Selection:

What all this tells us is that a contest is emerging in Asia—a balance of ideas no less important than the balance of power. This contest of ideas will determine whether the future regional architecture in Asia is inclusive and based on universal values, or instead excludes the United States and undermines its interests. It will determine whether China’s future converges with the region’s dominant democratization trend, or whether Beijing seeks to use its commercial power to game the international system and delay internal political change. That contest of ideas, too, will determine whether the region’s major powers can work together to strengthen governance in developing nations, or whether failed states and human rights abuses proliferate. And it will determine whether our allies’ growing nationalism and ambition will be channeled to transform the region based on shared norms, or reignite the tragic conflicts of the past.

Given records:
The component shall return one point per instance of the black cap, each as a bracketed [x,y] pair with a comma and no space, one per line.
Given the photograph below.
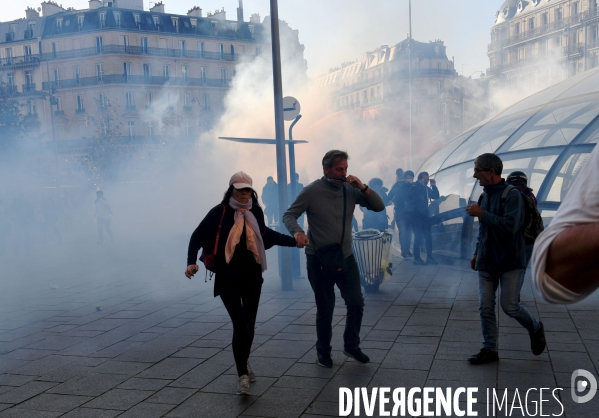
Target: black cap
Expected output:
[517,178]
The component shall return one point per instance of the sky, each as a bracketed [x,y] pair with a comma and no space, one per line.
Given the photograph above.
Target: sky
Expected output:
[334,31]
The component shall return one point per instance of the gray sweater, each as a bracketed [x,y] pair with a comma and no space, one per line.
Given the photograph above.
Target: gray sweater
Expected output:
[323,204]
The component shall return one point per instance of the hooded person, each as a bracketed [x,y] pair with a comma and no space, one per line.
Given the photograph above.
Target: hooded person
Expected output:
[237,227]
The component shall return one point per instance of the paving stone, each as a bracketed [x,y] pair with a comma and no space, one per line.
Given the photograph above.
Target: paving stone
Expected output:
[279,402]
[55,403]
[171,396]
[119,399]
[92,384]
[213,405]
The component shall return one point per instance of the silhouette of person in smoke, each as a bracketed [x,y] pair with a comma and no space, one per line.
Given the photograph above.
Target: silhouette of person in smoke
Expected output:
[103,215]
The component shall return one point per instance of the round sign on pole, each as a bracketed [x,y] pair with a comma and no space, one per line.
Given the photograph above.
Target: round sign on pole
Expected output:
[291,108]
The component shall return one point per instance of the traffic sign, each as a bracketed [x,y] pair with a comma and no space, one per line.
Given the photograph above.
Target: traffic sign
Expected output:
[291,108]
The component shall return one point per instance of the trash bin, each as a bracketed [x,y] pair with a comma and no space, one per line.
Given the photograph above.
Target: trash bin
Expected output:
[372,250]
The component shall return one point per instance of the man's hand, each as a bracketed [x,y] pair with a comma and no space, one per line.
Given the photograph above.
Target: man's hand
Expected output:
[474,210]
[191,270]
[301,239]
[355,182]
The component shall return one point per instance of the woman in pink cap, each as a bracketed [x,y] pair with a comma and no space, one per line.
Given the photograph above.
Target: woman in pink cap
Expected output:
[243,238]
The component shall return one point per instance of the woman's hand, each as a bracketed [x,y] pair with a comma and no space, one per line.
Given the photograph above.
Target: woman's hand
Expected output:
[191,270]
[301,240]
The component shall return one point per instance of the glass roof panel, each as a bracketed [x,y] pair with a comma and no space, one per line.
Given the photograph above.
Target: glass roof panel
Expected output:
[557,124]
[487,139]
[434,162]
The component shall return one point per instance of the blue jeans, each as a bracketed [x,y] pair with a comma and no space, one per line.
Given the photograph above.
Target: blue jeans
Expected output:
[511,284]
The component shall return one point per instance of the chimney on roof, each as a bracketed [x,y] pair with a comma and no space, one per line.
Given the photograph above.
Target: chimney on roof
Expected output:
[195,11]
[255,19]
[240,12]
[50,8]
[95,4]
[31,13]
[158,8]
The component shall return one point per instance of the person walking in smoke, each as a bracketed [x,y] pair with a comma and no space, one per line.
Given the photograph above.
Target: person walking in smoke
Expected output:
[419,195]
[103,215]
[329,204]
[372,219]
[237,227]
[399,195]
[500,258]
[270,198]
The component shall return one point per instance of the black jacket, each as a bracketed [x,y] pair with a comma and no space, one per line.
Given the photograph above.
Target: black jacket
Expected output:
[242,269]
[500,245]
[418,198]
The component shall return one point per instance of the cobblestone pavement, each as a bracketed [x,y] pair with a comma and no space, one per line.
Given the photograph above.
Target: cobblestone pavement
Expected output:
[106,334]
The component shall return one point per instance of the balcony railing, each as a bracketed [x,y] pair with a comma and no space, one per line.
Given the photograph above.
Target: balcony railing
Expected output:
[135,79]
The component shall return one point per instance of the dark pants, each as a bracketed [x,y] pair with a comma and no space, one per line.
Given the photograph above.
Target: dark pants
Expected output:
[404,228]
[324,294]
[422,234]
[242,306]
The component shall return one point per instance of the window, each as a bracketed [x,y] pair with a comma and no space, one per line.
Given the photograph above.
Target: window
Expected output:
[149,99]
[99,71]
[31,109]
[80,106]
[129,101]
[150,129]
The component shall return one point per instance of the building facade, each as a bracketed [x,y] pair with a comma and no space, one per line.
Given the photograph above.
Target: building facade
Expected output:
[66,64]
[442,101]
[540,42]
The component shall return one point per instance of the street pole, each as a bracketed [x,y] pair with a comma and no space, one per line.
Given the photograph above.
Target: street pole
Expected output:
[284,253]
[410,77]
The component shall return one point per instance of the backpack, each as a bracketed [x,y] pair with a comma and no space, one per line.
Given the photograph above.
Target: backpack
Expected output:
[533,222]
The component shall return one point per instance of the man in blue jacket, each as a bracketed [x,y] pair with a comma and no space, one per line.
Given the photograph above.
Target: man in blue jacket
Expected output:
[500,258]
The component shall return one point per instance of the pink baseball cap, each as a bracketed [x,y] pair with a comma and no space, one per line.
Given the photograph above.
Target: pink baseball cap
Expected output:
[241,180]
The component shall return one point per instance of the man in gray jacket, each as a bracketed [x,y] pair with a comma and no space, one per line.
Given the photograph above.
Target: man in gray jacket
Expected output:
[500,258]
[323,203]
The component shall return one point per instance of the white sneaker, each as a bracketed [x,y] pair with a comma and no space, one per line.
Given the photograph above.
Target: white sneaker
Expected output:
[243,385]
[251,374]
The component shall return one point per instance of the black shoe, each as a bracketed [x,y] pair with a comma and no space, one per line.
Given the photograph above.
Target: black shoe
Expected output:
[325,360]
[537,340]
[357,355]
[484,356]
[419,262]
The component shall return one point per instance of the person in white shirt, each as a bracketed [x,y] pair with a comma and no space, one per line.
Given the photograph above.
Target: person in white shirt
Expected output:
[565,262]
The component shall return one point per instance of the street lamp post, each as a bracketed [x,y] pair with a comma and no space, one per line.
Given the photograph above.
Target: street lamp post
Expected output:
[284,253]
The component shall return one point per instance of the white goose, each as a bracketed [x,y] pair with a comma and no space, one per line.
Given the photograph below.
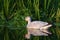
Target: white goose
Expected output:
[36,28]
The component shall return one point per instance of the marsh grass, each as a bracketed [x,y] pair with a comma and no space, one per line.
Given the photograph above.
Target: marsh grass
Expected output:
[13,12]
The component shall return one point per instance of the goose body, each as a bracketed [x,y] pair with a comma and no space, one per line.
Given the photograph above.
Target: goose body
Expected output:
[37,28]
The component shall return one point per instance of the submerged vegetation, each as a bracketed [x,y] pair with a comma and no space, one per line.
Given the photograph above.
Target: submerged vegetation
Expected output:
[13,12]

Task requirements:
1. Answer these questions from the passage on the contest of ideas in Asia:
(a) The contest of ideas is described as no less important than what?
(b) What might Beijing seek to do with its commercial power?
(c) What might the allies' growing nationalism and ambition reignite?
2. Resume the passage on the contest of ideas in Asia, picking up after its final sentence.

Task-by-task answers:
1.
(a) The balance of power.
(b) Game the international system and delay internal political change.
(c) The tragic conflicts of the past.

2.
This is not a time for the United States to become complacent or to doubt its own ideals. The Administration should continue to push for an expanded regional agenda based on good governance, democratic principles and the rule of law. However, the Freedom Agenda will falter in Asia if we do not build a broader coalition that makes democracy promotion an Asian agenda advanced by Asians themselves. As our allies and partners in the region increasingly embrace democratic principles and the rule of law, we must challenge them to live up to those ideals by promoting them among their neighbors. America must also help those nations struggling with democratic governance to succeed so that they do not discourage others from democratic transition. And we must continue to urge all democrats and decent people across the region to speak out against violations of basic human rights in places like North Korea and Burma, while recognizing that we will only succeed in these hardest cases if we win the broader contest of ideas. And this is a contest that democrats working together can win.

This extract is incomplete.